Material prices alone, excluding windows and doors, are adding at least €12k to €17k to a direct labour self-build and about €30k to a contractor led build.
A rise in shipping container costs, Brexit paperwork holding up shipment at ports, and a worldwide materials shortage have contributed to significant material prices increases that are hitting self-builders across NI and ROI, Padraic Rogers of mybuildingsupplies.ie told Selfbuild+ members in an exclusive Facebook Live event in June.
Padraic said pretty much every type of material they stock has been hit by price increases, apart from locally quarried products such as cement, blocks and aggregates.
The issue, he told Selfbuild+ members, is that builder’s merchants are selling their stock without replenishing it quickly enough.
“We used to get up to seven deliveries a month of insulation but now only get three,” he added. “We would need a lot more to meet the demand but our suppliers are only allocating us the same amount we had ordered in the same period last year.”
“The insulation cost went up in May and there was a panic buy as construction sites reopened [in ROI]. Underfloor insulation 150mm PIR board used to cost €71, now it’s €81 per board which averages out as €600 extra for that component alone for a typical floor.”
Timber is another hard hit product; not just lengths but also board materials. Steel prices have also risen, from mesh for foundations to RSJs.
In another members only Facebook Live event, quantity surveyor Keith Kelliher said that Oriented Strand Board (OSB), a basic build material, had doubled in price. He said he didn’t expect the cost of steel and insulation to recover, as those cost increases would have happened even without Brexit, Covid or delays in timber felling licensing.
Electrician and plumber’s suppliers are hit by cables and copper prices increasing 20 to 25 per cent. Lead, for its part, has suffered a 15 per cent cost increase, slates six per cent and roof tiles 10 per cent. Roof felts are all €10 to €15 dearer a roll than they were last year, according to Padraic.
“Our suppliers say things will improve, but not in the short term. It could be Q2 of 2022 when we see prices stabilise again,” said Padraic.
Keith also doesn’t think there will be much of an improvement in prices until Easter, when he expects the price of timber and board materials to start easing.
“At the moment, we can only keep quotes valid for a week,” said Padraic. “Before this to three weeks was standard.”
One way for self-builders to keep costs down is to shop around but also open a builder’s merchant account, which Padraic says can yield 10 per cent savings in the form of trade discounts with a cash account.
Meanwhile, the Ulster Bank Construction Purchasing Managers Index for May 2021 showed that building costs were rising at their fastest pace in 17 years.

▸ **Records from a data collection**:

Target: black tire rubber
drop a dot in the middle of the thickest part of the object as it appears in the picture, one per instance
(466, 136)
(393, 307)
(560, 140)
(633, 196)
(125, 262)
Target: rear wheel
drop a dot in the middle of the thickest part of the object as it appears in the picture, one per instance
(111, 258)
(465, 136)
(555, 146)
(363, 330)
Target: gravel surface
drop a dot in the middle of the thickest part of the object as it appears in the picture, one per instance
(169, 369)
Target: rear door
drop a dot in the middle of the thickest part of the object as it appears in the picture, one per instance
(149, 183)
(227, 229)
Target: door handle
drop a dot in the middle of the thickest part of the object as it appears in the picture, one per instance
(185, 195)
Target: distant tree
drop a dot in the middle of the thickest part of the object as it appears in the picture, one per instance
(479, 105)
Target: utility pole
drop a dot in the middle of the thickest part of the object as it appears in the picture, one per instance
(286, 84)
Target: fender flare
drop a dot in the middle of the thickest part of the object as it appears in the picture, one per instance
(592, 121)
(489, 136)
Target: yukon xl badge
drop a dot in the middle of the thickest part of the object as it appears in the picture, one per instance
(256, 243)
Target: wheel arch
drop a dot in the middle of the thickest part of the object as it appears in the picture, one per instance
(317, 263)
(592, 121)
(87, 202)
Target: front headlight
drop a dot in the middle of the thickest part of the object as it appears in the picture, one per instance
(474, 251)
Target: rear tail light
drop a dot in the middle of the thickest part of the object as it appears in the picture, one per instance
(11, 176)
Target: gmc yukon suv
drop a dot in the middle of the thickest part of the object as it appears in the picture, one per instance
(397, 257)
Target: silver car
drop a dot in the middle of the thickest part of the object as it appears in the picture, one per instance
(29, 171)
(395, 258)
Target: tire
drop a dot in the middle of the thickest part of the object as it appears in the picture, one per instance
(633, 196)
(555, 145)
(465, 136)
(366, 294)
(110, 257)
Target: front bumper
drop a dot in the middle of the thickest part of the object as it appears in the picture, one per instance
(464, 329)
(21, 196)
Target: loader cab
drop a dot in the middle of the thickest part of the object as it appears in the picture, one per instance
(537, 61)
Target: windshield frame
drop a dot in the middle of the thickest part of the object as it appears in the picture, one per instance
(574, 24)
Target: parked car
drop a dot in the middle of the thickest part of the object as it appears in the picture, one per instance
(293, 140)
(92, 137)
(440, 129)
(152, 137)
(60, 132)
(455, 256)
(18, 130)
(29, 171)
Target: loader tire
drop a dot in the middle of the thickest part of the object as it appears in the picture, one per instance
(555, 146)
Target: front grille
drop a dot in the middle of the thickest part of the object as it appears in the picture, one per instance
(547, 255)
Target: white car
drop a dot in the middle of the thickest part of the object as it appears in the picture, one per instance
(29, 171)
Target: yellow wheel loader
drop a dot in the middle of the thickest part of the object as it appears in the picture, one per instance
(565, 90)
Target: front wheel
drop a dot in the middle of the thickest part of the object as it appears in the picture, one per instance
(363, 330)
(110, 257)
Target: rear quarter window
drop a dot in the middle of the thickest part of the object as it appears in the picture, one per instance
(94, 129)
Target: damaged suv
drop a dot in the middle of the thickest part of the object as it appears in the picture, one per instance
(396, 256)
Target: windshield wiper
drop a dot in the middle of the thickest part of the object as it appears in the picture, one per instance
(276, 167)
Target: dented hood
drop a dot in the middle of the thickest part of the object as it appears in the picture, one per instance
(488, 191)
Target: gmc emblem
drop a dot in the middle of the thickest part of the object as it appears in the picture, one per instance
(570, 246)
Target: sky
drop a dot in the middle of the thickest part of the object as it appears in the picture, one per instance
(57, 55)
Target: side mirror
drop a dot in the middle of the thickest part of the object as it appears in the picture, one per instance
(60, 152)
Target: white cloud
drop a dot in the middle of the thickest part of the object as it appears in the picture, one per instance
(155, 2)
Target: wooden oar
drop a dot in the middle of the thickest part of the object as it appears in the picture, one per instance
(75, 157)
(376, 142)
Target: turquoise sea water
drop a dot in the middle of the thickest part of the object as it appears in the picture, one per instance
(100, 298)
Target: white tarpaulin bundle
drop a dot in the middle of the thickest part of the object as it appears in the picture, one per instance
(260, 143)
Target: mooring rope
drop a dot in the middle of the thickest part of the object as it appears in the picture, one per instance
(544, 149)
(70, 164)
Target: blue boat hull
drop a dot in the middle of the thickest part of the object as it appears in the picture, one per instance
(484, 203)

▸ **Work to complete**:
#1 Answer from the passage on building material prices:
(a) What did a 150mm PIR underfloor insulation board cost before the increase, and what does it cost now?
(b) For how long can Padraic keep quotes valid at the moment?
(c) What savings does Padraic say a builder's merchant account can yield?
#2 Quote the passage on building material prices, beginning at the words "Material prices alone, excluding" and stopping after "contractor led build.".

▸ **Per-task answers**:
#1
(a) It used to cost €71 and now costs €81 per board.
(b) For a week.
(c) 10 per cent savings, in the form of trade discounts with a cash account.

#2
Material prices alone, excluding windows and doors, are adding at least €12k to €17k to a direct labour self-build and about €30k to a contractor led build.